▶ _Written problem_
Write out exactly the lines running from the line that includes "of the man's" to the end of the data, both ends included, and nothing besides.

▶ _Data for this exercise_
——————————

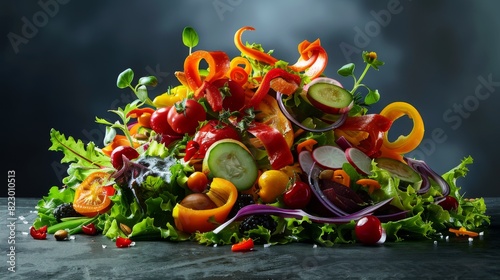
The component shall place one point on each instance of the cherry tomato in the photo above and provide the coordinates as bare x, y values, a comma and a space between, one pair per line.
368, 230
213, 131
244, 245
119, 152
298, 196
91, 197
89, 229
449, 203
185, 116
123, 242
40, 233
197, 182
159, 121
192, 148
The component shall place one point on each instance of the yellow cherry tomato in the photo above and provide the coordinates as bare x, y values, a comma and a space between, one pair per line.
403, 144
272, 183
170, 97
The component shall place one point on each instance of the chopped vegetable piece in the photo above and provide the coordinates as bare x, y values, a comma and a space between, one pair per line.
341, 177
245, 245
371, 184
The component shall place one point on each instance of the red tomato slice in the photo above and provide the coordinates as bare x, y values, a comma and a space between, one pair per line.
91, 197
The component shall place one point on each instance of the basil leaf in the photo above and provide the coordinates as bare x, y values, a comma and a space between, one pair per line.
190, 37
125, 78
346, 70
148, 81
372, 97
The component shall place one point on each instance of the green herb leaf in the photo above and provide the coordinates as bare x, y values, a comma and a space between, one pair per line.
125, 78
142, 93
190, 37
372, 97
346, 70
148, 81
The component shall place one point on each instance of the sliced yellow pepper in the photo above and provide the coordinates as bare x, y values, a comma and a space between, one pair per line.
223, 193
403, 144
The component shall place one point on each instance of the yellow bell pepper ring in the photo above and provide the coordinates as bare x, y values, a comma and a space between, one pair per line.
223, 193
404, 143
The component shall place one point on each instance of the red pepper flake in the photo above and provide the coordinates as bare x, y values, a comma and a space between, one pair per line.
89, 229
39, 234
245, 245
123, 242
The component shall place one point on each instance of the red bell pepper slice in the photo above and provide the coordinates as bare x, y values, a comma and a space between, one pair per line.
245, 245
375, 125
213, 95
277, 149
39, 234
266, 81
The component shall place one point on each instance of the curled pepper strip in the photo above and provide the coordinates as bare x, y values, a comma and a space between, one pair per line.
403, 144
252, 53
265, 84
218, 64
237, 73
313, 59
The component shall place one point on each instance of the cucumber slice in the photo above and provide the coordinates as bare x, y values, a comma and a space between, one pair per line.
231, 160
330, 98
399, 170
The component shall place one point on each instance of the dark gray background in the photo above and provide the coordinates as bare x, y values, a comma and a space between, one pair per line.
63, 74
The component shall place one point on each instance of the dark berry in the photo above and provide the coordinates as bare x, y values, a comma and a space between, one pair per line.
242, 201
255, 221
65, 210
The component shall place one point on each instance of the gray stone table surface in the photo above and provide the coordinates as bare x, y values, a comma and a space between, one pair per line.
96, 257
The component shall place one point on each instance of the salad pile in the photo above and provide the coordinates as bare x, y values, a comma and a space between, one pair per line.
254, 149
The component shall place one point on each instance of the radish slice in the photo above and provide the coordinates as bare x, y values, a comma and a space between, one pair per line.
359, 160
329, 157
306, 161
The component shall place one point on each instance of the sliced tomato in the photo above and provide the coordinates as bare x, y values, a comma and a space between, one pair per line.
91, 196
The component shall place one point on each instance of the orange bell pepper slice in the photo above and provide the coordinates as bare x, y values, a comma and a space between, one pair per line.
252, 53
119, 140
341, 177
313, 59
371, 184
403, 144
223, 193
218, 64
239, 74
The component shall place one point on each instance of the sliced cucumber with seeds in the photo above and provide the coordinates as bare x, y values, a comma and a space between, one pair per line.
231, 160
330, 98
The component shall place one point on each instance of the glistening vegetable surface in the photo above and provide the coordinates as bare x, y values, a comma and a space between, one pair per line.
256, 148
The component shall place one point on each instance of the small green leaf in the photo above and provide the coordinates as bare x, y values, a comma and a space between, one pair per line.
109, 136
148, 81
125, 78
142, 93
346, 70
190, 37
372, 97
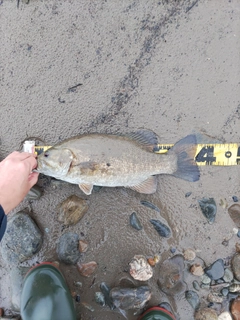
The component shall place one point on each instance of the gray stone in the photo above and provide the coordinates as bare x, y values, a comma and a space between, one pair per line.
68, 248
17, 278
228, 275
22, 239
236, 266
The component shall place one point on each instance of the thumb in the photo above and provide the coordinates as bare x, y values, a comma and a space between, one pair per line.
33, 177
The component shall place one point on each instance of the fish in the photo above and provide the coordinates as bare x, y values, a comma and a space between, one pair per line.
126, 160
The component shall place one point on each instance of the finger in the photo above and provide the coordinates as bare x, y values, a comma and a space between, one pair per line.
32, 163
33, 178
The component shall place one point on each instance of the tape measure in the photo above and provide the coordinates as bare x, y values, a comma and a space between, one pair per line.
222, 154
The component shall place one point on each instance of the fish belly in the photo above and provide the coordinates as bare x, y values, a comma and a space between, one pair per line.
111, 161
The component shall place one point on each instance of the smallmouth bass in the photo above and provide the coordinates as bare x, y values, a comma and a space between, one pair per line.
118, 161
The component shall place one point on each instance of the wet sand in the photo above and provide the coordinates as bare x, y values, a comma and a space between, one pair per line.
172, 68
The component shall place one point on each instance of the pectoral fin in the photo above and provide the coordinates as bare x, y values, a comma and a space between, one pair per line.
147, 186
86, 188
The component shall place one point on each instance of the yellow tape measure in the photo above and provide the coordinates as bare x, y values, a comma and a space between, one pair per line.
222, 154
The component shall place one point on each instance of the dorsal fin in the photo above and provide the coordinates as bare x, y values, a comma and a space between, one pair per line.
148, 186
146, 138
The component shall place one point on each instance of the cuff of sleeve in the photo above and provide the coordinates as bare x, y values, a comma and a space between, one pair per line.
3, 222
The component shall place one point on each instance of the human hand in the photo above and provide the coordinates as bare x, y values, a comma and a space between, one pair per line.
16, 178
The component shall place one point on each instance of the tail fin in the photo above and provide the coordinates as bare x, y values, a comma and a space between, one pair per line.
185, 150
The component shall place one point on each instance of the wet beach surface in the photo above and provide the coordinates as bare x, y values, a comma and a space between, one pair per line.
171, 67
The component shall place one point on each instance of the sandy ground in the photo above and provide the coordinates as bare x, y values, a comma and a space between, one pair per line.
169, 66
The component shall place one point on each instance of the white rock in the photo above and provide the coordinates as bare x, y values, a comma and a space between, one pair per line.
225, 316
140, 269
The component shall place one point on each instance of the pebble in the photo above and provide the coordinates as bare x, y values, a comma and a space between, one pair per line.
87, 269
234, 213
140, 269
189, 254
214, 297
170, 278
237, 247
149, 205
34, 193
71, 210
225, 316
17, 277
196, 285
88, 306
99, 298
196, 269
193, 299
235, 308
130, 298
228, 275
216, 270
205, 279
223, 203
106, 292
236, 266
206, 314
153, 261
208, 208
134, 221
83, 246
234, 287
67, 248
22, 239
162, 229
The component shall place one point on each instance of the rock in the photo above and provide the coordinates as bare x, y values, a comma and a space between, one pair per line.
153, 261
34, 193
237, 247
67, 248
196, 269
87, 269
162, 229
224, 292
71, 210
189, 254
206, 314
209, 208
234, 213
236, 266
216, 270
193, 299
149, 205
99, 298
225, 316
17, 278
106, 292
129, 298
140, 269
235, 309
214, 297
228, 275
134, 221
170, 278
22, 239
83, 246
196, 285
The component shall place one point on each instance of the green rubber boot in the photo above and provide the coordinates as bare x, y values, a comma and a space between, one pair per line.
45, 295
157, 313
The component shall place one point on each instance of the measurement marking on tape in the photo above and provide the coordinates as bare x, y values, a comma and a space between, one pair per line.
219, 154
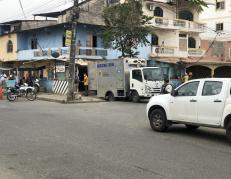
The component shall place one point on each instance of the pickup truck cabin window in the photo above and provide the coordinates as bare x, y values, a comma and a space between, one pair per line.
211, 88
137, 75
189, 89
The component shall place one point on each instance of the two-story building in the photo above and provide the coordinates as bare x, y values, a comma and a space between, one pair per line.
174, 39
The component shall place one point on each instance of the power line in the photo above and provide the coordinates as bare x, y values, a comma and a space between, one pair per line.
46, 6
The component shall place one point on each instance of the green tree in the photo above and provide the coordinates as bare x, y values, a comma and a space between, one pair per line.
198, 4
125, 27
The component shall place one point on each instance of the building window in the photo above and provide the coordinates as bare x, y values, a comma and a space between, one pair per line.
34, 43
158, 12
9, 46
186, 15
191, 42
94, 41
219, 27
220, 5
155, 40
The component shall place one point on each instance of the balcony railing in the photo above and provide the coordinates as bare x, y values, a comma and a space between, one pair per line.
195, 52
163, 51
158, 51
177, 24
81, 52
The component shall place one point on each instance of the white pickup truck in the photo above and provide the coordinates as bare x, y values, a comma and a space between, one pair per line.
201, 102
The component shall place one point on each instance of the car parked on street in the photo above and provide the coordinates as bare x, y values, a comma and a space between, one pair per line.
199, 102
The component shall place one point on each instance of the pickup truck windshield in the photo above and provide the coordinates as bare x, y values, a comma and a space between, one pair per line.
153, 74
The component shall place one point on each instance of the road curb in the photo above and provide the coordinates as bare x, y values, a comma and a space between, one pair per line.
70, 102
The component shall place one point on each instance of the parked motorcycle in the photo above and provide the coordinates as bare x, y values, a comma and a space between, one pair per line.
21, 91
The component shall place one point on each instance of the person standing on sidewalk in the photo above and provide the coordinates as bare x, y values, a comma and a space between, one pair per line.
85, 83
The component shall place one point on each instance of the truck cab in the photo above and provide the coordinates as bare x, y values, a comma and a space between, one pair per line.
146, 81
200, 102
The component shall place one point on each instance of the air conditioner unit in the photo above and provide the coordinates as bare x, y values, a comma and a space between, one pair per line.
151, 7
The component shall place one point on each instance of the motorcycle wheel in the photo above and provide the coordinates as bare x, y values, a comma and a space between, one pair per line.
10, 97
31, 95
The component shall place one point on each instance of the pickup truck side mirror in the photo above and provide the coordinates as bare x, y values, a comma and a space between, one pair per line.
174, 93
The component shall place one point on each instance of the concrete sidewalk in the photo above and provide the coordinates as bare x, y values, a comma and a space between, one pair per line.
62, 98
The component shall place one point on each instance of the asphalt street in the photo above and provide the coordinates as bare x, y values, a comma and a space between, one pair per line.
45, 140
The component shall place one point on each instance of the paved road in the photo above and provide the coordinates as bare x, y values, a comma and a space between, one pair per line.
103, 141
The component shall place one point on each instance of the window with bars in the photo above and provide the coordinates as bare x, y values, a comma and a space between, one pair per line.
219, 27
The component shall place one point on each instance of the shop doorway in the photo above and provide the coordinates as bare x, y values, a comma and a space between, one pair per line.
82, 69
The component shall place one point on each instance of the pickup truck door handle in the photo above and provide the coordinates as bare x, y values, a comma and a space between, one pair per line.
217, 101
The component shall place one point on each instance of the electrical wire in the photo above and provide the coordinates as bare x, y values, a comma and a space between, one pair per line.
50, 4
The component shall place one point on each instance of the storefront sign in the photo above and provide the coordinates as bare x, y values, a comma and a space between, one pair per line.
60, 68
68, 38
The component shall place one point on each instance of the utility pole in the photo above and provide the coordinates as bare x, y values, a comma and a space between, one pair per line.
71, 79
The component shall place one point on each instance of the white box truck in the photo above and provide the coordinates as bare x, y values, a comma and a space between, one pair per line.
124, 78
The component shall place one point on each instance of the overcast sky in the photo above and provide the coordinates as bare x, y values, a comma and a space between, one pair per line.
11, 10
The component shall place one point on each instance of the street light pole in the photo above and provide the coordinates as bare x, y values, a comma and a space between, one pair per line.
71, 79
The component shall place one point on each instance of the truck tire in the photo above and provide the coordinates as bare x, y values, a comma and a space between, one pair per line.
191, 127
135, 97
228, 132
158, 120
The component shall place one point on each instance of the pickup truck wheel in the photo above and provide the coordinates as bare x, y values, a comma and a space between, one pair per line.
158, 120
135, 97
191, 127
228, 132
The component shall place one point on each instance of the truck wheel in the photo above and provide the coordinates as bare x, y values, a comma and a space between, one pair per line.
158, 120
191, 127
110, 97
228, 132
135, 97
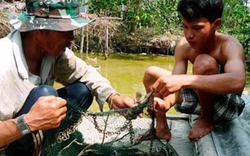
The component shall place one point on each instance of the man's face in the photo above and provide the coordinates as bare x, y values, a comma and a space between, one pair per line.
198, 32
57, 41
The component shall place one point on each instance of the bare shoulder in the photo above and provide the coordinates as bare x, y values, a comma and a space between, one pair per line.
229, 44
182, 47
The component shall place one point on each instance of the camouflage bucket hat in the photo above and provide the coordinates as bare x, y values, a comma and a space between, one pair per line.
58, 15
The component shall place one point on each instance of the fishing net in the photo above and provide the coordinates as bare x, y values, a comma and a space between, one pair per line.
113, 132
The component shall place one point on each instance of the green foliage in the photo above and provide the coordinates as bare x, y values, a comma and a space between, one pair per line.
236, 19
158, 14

——————————

▶ _Result for this exercise_
The component shall place one point on each instance of the man's face in the photo above and provide the coordinates as bare x, y values, a comma and a space between, one pair per line.
198, 32
57, 41
The component shall place one point on each instance of the bare shoulder in the photo above and provide the coordinates as bare x, y values, a comma and a space between, one pair per line.
229, 44
182, 47
The component shall place one point on each instance of the camouflage bucket hat in the photo above and provide the coordinates as bare x, y values, a comma and a space between, one pair per line.
58, 15
The component shall place one point on each instance of the fishing net in the photo above and provide the coordinates as bare x, y values, a comma and a space between, one pair per line.
113, 132
The component shall place one point on each instance of the green foliage in the photo above and provide the coordinates as bare x, y values, a comma and a space between, one pair per line.
236, 19
158, 14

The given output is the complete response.